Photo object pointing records

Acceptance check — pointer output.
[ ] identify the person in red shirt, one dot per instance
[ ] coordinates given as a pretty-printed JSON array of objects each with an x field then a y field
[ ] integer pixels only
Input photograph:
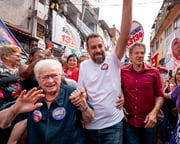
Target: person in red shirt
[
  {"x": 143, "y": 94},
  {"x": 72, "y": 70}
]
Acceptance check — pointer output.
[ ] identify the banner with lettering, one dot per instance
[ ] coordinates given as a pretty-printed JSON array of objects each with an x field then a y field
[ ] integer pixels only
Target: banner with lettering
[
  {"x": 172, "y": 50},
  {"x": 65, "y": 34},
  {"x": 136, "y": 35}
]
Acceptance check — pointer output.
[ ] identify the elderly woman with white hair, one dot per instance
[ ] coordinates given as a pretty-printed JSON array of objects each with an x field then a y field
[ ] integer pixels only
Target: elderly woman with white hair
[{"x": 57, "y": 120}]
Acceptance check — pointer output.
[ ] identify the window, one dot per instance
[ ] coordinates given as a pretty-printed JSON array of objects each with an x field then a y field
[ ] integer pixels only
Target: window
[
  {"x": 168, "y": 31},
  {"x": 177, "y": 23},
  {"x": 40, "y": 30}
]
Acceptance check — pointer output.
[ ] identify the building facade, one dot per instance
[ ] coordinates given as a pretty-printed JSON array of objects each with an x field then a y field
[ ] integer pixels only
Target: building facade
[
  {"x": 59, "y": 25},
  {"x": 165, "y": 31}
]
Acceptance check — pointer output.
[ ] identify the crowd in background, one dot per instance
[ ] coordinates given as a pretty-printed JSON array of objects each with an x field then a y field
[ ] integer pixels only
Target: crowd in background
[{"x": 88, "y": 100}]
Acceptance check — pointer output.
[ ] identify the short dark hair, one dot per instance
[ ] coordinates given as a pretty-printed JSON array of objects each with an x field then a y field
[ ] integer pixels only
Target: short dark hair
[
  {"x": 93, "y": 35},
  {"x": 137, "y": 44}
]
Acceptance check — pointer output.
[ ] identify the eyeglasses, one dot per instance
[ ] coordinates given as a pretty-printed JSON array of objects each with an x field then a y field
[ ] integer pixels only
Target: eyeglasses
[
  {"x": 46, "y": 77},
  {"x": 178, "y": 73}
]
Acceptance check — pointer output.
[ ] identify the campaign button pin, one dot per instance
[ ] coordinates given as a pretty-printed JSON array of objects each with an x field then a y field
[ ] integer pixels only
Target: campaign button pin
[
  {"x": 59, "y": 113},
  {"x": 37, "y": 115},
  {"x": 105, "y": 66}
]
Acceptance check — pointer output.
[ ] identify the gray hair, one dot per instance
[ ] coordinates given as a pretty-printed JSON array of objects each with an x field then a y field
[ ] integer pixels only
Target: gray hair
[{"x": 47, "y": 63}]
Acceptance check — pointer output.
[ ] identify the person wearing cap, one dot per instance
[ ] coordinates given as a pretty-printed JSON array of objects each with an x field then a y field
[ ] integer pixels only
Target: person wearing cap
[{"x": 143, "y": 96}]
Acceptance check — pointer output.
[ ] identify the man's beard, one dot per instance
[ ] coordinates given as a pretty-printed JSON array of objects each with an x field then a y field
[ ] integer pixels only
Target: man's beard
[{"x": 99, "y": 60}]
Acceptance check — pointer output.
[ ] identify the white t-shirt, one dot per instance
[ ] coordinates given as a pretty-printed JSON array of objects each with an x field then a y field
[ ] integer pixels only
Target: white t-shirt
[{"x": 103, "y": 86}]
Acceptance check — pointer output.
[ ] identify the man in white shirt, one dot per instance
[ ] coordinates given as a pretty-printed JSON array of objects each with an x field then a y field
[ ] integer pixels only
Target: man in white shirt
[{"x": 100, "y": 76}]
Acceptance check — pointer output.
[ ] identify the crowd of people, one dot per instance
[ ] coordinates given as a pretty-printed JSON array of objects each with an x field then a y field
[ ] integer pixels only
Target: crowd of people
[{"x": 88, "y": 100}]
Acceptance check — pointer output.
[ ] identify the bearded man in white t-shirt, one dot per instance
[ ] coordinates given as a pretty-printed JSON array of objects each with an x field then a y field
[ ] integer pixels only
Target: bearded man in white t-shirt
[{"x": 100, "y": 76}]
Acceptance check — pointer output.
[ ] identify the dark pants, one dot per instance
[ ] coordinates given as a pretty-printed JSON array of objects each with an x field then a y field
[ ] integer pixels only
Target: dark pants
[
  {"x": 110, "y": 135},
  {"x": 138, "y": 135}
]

WHAT TO WORK ON
Images do not belong in the copy; reproduce all other parts of the records above verbatim.

RESULT BELOW
Acceptance check — pointer output.
[ ] identify the person in red shirt, one dot per instance
[ ] coordinates given as a pretty-printed JSON array of objects each with an x field then a y field
[ ] integer pixels only
Input photograph:
Target: person in red shirt
[
  {"x": 143, "y": 94},
  {"x": 72, "y": 70}
]
Acceptance check — pointer output.
[ ] identify the banner with lettering, one dot per instance
[ ] coordinates given as a pretty-printed JSON array of objects each with an x field then a y field
[ ] integer pixels only
Target: banner with lettering
[
  {"x": 172, "y": 50},
  {"x": 65, "y": 34},
  {"x": 136, "y": 35}
]
Acceptance check — pointer output.
[ ] identify the elderly woman with white hair, one dot per instance
[ ] coordinates given as a pretty-printed JSON array of objects each with an x field then a y field
[ ] integer pixels only
Target: elderly woman with white hair
[{"x": 57, "y": 120}]
Acceptance check — pointer output.
[ ] identify the window, one dot per instance
[ ] coordinates given as a pretty-printed JSON array of objects each with an x field then a y field
[ ] integer pixels only
Target: window
[
  {"x": 168, "y": 31},
  {"x": 177, "y": 23},
  {"x": 40, "y": 30}
]
Acceptance check — pointer output.
[ ] identify the building facade, one dot per instance
[ ] coordinates given as a pretty-printed JSON array of objects each with an x field then a y field
[ ] integer pixels only
Target: building facade
[
  {"x": 59, "y": 25},
  {"x": 165, "y": 31}
]
Acceptance check — pointer output.
[ ] identify the crowd in background, one dot per instance
[ ] coordinates given as a pretty-printed JSON array of objects each with an x field then a y field
[ ] integer pixels only
Target: crowd in background
[{"x": 88, "y": 100}]
Acceptance check — pointer output.
[ ] identify the short dark hair, one dot per instance
[ ] coordinates given as a pretty-printed JSON array of objects each with an x field then a y field
[ ] integer pixels only
Target: short dark hair
[
  {"x": 93, "y": 35},
  {"x": 137, "y": 44}
]
Acceptance check — pointer output.
[ ] identify the eyeglasses, one dot per instance
[ ] coordinates given as a pretty-printed JSON array of objects each with an x field then a y field
[ ] integer pixels only
Target: eyeglasses
[
  {"x": 46, "y": 77},
  {"x": 178, "y": 73}
]
Acceptance check — pointer output.
[ ] identify the campaign button pin, one dot per instance
[ ] coordinates given as a pretty-printed JSON array of objects each with an x field then a y field
[ ] integer pixels only
Target: campaign button pin
[
  {"x": 59, "y": 113},
  {"x": 37, "y": 115},
  {"x": 105, "y": 66}
]
Acceptance check — pointer output.
[ ] identify the gray hair, one dot per instance
[ ] coordinates given as a pretty-printed JSON array of objects each with an x field then a y field
[ ] integer pixels only
Target: gray hair
[{"x": 47, "y": 63}]
Acceptance check — pointer output.
[ ] identify the person wearing cap, one dot per instance
[ ] coordinates given as a pretty-printed JSON array of objects each with an x field then a y field
[ ] integer pixels only
Target: person wearing cap
[{"x": 143, "y": 96}]
Acceptance check — pointer output.
[ ] identify the man's beard, one dot per instance
[ ] coordinates given as a pretty-printed JSON array of objects each with an x field then a y field
[ ] integer pixels only
Target: man's beard
[{"x": 99, "y": 60}]
Acceptance check — pointer output.
[ ] identify the white t-shirt, one dot per instance
[ ] coordinates given as a pretty-printed JSON array of objects each with an x field then a y field
[ ] integer pixels only
Target: white t-shirt
[{"x": 103, "y": 86}]
Acceptance check — pointer output.
[ ] identify the man in white shirt, one dot per instance
[ ] coordinates given as a pretty-printed JSON array of objects each with an x field then a y field
[ ] integer pixels only
Target: man in white shirt
[{"x": 100, "y": 76}]
Acceptance check — pointer output.
[ ] identify the crowd of people, one dot per instance
[ ] coordinates given as a pretty-printed JSON array of objects each with an x field then a y field
[ ] integer pixels only
Target: crowd of people
[{"x": 88, "y": 100}]
Acceptance check — pointer output.
[ ] identify the bearded man in white t-shirt, one dot per instance
[ ] coordinates given as a pretty-printed JSON array of objects each with an x field then a y field
[ ] integer pixels only
Target: bearded man in white t-shirt
[{"x": 100, "y": 76}]
Acceptance check — pointer output.
[ ] identify the dark pants, one dot per instance
[ ] coordinates given as a pretty-printed JSON array of objects each with an x field then a y field
[ ] integer pixels only
Target: dark pants
[
  {"x": 110, "y": 135},
  {"x": 138, "y": 135}
]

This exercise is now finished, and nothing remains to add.